▸ Requirement:
Resume the Owl IDM model card from its final line and carry it onward.

▸ Extract:
Owl IDM - Owl IDM v0-tiny

Inverse Dynamics Model (IDM) trained to predict keyboard (WASD) and mouse inputs from gameplay video frames.

Model Description

This model predicts player controls from visual observations:

  • Input: Sequence of RGB frames (256x256)
  • Output:
    • WASD key predictions (4 binary outputs)
    • Mouse movement (dx, dy in pixels)

Architecture

  • Backbone: Spatial Conv3D encoder → Temporal Transformer
  • Window size: 8 frames
  • Model size: 70M parameters
  • Inference speed: ~1500 FPS on H100 GPU

Training

  • Dataset: FPS gameplay recordings
  • Preprocessing:
    • Frames scaled to [-1, 1]
    • Log1p scaling for mouse: True
  • Loss: BCE for WASD + Huber for mouse

Usage

Installation

# Install the package directly from GitHub
pip install git+https://github.com/overworld/owl-idm-3.git

# Or with inference dependencies
pip install "owl-idm[inference] @ git+https://github.com/overworld/owl-idm-3.git"

Inference

from owl_idms import InferencePipeline
import torch

# Load from Hugging Face Hub
pipeline = InferencePipeline.from_pretrained(
    "Overworld/owl-idm-v0-tiny",
    device="cuda"

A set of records
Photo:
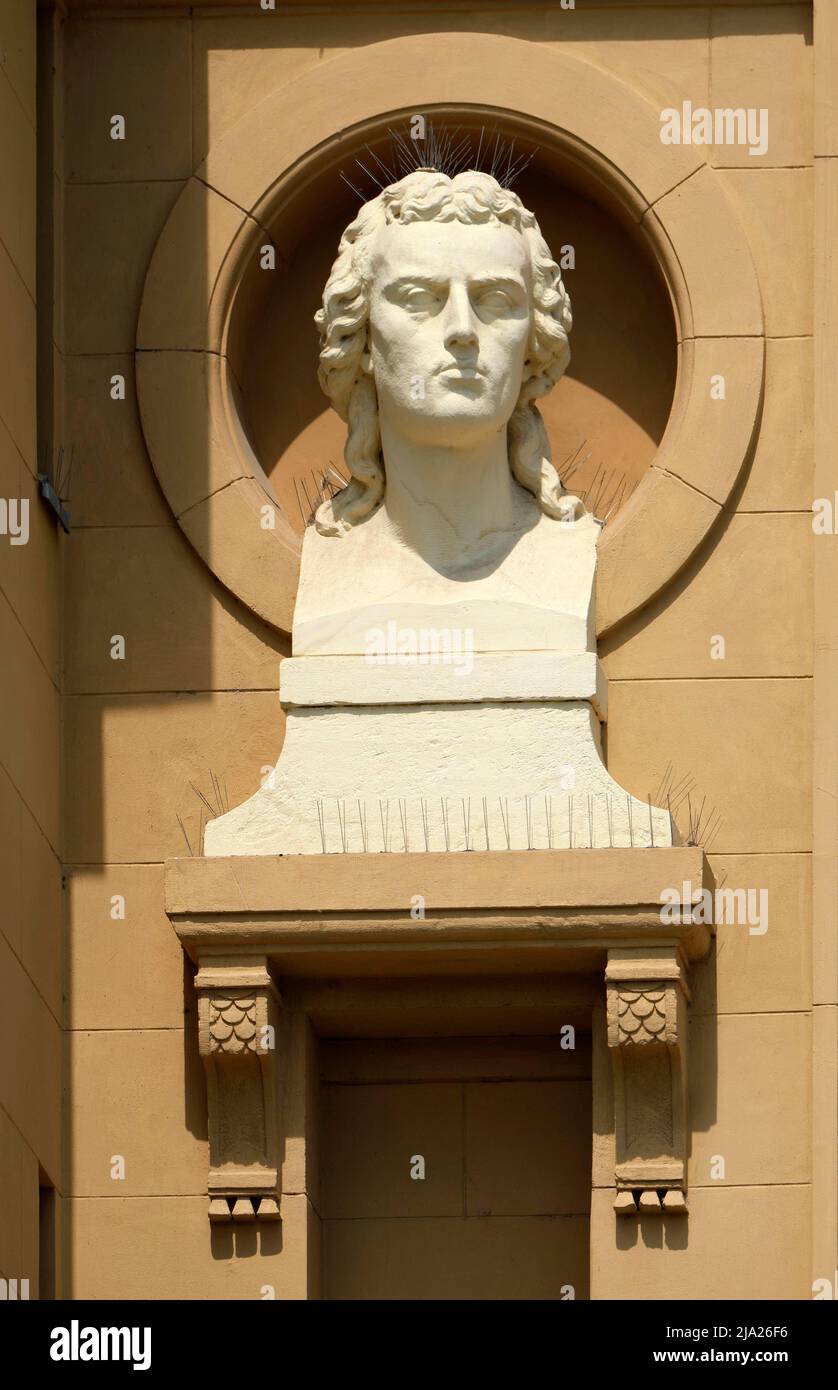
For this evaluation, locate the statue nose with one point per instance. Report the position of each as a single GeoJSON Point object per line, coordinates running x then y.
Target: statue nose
{"type": "Point", "coordinates": [460, 328]}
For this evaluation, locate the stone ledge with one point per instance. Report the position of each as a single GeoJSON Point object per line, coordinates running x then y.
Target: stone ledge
{"type": "Point", "coordinates": [491, 676]}
{"type": "Point", "coordinates": [311, 913]}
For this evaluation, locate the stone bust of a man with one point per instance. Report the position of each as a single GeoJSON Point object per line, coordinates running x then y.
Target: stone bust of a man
{"type": "Point", "coordinates": [444, 321]}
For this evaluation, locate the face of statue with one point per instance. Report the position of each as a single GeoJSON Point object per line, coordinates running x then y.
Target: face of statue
{"type": "Point", "coordinates": [449, 327]}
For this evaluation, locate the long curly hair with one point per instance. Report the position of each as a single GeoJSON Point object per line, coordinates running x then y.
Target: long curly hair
{"type": "Point", "coordinates": [430, 196]}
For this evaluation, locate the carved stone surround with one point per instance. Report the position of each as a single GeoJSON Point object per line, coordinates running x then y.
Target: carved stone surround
{"type": "Point", "coordinates": [646, 1022]}
{"type": "Point", "coordinates": [246, 922]}
{"type": "Point", "coordinates": [238, 1033]}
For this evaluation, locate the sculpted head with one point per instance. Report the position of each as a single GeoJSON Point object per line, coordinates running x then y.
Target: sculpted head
{"type": "Point", "coordinates": [444, 316]}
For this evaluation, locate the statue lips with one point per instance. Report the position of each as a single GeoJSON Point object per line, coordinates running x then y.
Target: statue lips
{"type": "Point", "coordinates": [456, 374]}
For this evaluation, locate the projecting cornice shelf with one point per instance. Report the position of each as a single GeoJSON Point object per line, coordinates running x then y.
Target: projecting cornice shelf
{"type": "Point", "coordinates": [249, 920]}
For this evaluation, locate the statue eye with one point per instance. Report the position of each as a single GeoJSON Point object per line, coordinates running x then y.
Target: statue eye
{"type": "Point", "coordinates": [420, 298]}
{"type": "Point", "coordinates": [495, 299]}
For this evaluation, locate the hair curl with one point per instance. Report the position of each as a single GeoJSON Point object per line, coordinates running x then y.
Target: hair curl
{"type": "Point", "coordinates": [427, 195]}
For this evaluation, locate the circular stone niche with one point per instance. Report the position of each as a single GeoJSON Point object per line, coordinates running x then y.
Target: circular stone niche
{"type": "Point", "coordinates": [606, 416]}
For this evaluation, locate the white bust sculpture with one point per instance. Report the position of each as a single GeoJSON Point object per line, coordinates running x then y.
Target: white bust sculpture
{"type": "Point", "coordinates": [444, 321]}
{"type": "Point", "coordinates": [444, 690]}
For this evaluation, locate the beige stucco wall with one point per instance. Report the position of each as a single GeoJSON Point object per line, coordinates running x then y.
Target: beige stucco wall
{"type": "Point", "coordinates": [31, 984]}
{"type": "Point", "coordinates": [198, 690]}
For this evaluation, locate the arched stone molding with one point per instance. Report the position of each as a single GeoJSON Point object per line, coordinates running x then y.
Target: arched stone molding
{"type": "Point", "coordinates": [609, 132]}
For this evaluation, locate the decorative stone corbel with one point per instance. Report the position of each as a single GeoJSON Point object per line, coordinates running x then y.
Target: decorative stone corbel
{"type": "Point", "coordinates": [646, 1022]}
{"type": "Point", "coordinates": [238, 1034]}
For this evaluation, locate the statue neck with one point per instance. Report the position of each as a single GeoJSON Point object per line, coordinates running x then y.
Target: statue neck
{"type": "Point", "coordinates": [445, 502]}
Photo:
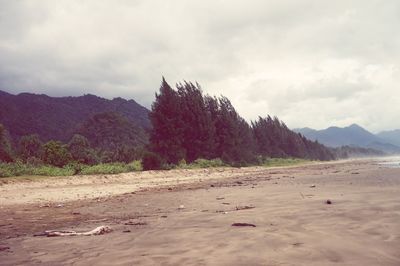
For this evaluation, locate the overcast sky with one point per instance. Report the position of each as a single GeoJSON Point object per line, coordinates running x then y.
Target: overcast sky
{"type": "Point", "coordinates": [311, 63]}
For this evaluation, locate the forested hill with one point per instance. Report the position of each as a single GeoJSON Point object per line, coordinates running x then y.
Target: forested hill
{"type": "Point", "coordinates": [58, 118]}
{"type": "Point", "coordinates": [189, 125]}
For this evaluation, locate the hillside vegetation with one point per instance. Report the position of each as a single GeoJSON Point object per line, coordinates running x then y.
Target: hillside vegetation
{"type": "Point", "coordinates": [186, 129]}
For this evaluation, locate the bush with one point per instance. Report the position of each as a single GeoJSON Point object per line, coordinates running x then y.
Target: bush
{"type": "Point", "coordinates": [111, 168]}
{"type": "Point", "coordinates": [20, 169]}
{"type": "Point", "coordinates": [56, 153]}
{"type": "Point", "coordinates": [151, 161]}
{"type": "Point", "coordinates": [203, 163]}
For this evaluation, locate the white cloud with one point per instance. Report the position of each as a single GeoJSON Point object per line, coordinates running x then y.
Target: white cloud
{"type": "Point", "coordinates": [311, 63]}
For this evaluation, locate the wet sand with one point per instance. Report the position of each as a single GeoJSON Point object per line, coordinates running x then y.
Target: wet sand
{"type": "Point", "coordinates": [185, 217]}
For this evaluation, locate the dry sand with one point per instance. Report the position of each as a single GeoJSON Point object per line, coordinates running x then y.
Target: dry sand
{"type": "Point", "coordinates": [294, 225]}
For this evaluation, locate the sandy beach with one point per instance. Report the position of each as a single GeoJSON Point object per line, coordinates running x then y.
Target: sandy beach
{"type": "Point", "coordinates": [185, 217]}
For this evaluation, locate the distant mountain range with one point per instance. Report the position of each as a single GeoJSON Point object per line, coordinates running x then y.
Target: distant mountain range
{"type": "Point", "coordinates": [59, 117]}
{"type": "Point", "coordinates": [354, 135]}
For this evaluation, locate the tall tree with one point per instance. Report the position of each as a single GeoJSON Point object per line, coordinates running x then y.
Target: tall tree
{"type": "Point", "coordinates": [198, 128]}
{"type": "Point", "coordinates": [167, 133]}
{"type": "Point", "coordinates": [56, 153]}
{"type": "Point", "coordinates": [30, 147]}
{"type": "Point", "coordinates": [81, 151]}
{"type": "Point", "coordinates": [6, 152]}
{"type": "Point", "coordinates": [115, 137]}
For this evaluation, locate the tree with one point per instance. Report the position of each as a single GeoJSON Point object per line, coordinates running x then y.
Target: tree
{"type": "Point", "coordinates": [198, 127]}
{"type": "Point", "coordinates": [56, 153]}
{"type": "Point", "coordinates": [6, 152]}
{"type": "Point", "coordinates": [166, 137]}
{"type": "Point", "coordinates": [30, 147]}
{"type": "Point", "coordinates": [81, 151]}
{"type": "Point", "coordinates": [114, 136]}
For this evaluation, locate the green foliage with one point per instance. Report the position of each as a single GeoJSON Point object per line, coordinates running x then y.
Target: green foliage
{"type": "Point", "coordinates": [30, 147]}
{"type": "Point", "coordinates": [111, 168]}
{"type": "Point", "coordinates": [22, 169]}
{"type": "Point", "coordinates": [56, 153]}
{"type": "Point", "coordinates": [272, 162]}
{"type": "Point", "coordinates": [203, 163]}
{"type": "Point", "coordinates": [166, 138]}
{"type": "Point", "coordinates": [6, 152]}
{"type": "Point", "coordinates": [274, 139]}
{"type": "Point", "coordinates": [152, 161]}
{"type": "Point", "coordinates": [116, 138]}
{"type": "Point", "coordinates": [80, 150]}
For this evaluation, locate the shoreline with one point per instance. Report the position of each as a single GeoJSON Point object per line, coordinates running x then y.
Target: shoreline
{"type": "Point", "coordinates": [189, 223]}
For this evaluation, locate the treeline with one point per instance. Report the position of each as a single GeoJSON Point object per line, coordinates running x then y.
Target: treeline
{"type": "Point", "coordinates": [345, 152]}
{"type": "Point", "coordinates": [103, 138]}
{"type": "Point", "coordinates": [188, 125]}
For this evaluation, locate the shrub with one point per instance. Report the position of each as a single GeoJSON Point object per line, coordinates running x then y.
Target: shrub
{"type": "Point", "coordinates": [111, 168]}
{"type": "Point", "coordinates": [203, 163]}
{"type": "Point", "coordinates": [56, 153]}
{"type": "Point", "coordinates": [151, 161]}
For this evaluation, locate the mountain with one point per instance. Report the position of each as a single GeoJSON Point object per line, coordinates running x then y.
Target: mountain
{"type": "Point", "coordinates": [392, 136]}
{"type": "Point", "coordinates": [353, 135]}
{"type": "Point", "coordinates": [59, 117]}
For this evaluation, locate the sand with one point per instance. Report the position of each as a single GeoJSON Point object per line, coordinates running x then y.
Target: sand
{"type": "Point", "coordinates": [185, 217]}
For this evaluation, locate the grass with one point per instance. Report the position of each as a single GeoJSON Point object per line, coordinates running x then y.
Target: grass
{"type": "Point", "coordinates": [111, 168]}
{"type": "Point", "coordinates": [201, 163]}
{"type": "Point", "coordinates": [30, 171]}
{"type": "Point", "coordinates": [21, 169]}
{"type": "Point", "coordinates": [274, 162]}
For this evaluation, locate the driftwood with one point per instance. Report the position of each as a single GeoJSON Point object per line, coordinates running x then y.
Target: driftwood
{"type": "Point", "coordinates": [101, 230]}
{"type": "Point", "coordinates": [243, 224]}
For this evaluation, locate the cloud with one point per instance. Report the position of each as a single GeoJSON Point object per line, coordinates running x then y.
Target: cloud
{"type": "Point", "coordinates": [311, 63]}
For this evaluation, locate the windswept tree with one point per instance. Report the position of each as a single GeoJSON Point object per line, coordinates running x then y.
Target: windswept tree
{"type": "Point", "coordinates": [114, 137]}
{"type": "Point", "coordinates": [6, 152]}
{"type": "Point", "coordinates": [167, 135]}
{"type": "Point", "coordinates": [198, 128]}
{"type": "Point", "coordinates": [56, 153]}
{"type": "Point", "coordinates": [30, 147]}
{"type": "Point", "coordinates": [81, 151]}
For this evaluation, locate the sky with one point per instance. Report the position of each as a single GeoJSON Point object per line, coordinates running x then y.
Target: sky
{"type": "Point", "coordinates": [311, 63]}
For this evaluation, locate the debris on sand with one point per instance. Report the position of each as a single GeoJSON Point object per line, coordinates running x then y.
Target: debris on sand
{"type": "Point", "coordinates": [135, 223]}
{"type": "Point", "coordinates": [101, 230]}
{"type": "Point", "coordinates": [328, 202]}
{"type": "Point", "coordinates": [243, 224]}
{"type": "Point", "coordinates": [246, 207]}
{"type": "Point", "coordinates": [4, 248]}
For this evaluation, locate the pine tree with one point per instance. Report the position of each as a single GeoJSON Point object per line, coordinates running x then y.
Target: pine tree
{"type": "Point", "coordinates": [166, 138]}
{"type": "Point", "coordinates": [6, 152]}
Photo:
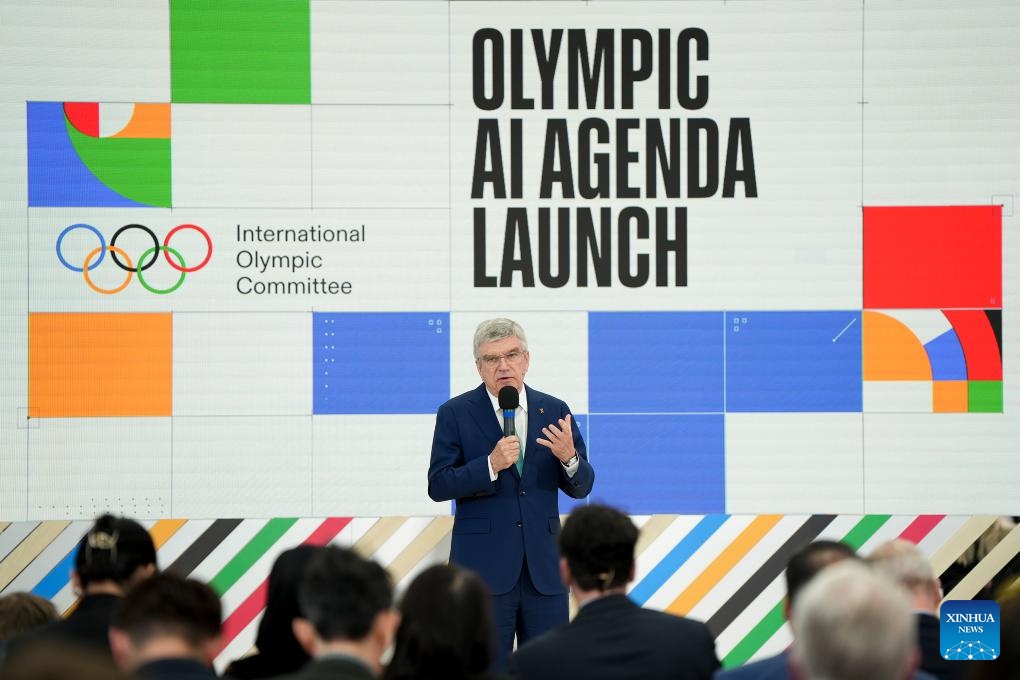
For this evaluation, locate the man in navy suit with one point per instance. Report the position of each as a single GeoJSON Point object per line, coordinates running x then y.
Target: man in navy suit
{"type": "Point", "coordinates": [506, 487]}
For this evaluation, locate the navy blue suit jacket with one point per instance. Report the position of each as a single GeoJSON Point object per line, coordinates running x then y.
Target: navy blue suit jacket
{"type": "Point", "coordinates": [497, 524]}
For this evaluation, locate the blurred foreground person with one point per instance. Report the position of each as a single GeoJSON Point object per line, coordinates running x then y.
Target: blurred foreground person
{"type": "Point", "coordinates": [347, 618]}
{"type": "Point", "coordinates": [905, 563]}
{"type": "Point", "coordinates": [60, 662]}
{"type": "Point", "coordinates": [852, 623]}
{"type": "Point", "coordinates": [167, 628]}
{"type": "Point", "coordinates": [446, 628]}
{"type": "Point", "coordinates": [611, 636]}
{"type": "Point", "coordinates": [21, 613]}
{"type": "Point", "coordinates": [114, 554]}
{"type": "Point", "coordinates": [278, 651]}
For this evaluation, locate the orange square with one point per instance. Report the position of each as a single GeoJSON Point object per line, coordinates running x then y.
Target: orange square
{"type": "Point", "coordinates": [89, 365]}
{"type": "Point", "coordinates": [949, 397]}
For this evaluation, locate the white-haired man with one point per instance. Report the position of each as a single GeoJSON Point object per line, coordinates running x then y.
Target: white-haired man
{"type": "Point", "coordinates": [908, 566]}
{"type": "Point", "coordinates": [853, 623]}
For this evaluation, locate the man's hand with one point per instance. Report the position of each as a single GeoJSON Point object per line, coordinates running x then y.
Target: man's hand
{"type": "Point", "coordinates": [505, 454]}
{"type": "Point", "coordinates": [559, 440]}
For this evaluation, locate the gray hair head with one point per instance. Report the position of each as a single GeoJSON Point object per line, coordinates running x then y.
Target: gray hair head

▸ Response to the task:
)

# Prepare video: [batch, frames, channels, height, width] in range [-1, 1]
video = torch.randn(1, 128, 3, 256, 256) * 2 - 1  # Example

# Run inference
wasd_preds, mouse_preds = pipeline(video)
# wasd_preds: [1, 128, 4] boolean - W, A, S, D key states
# mouse_preds: [1, 128, 2] float - dx, dy mouse movements

Model Files

  • config.yml: Training configuration
  • model.pt: Model checkpoint (EMA weights)
  • inference.py: Inference pipeline (download from repo)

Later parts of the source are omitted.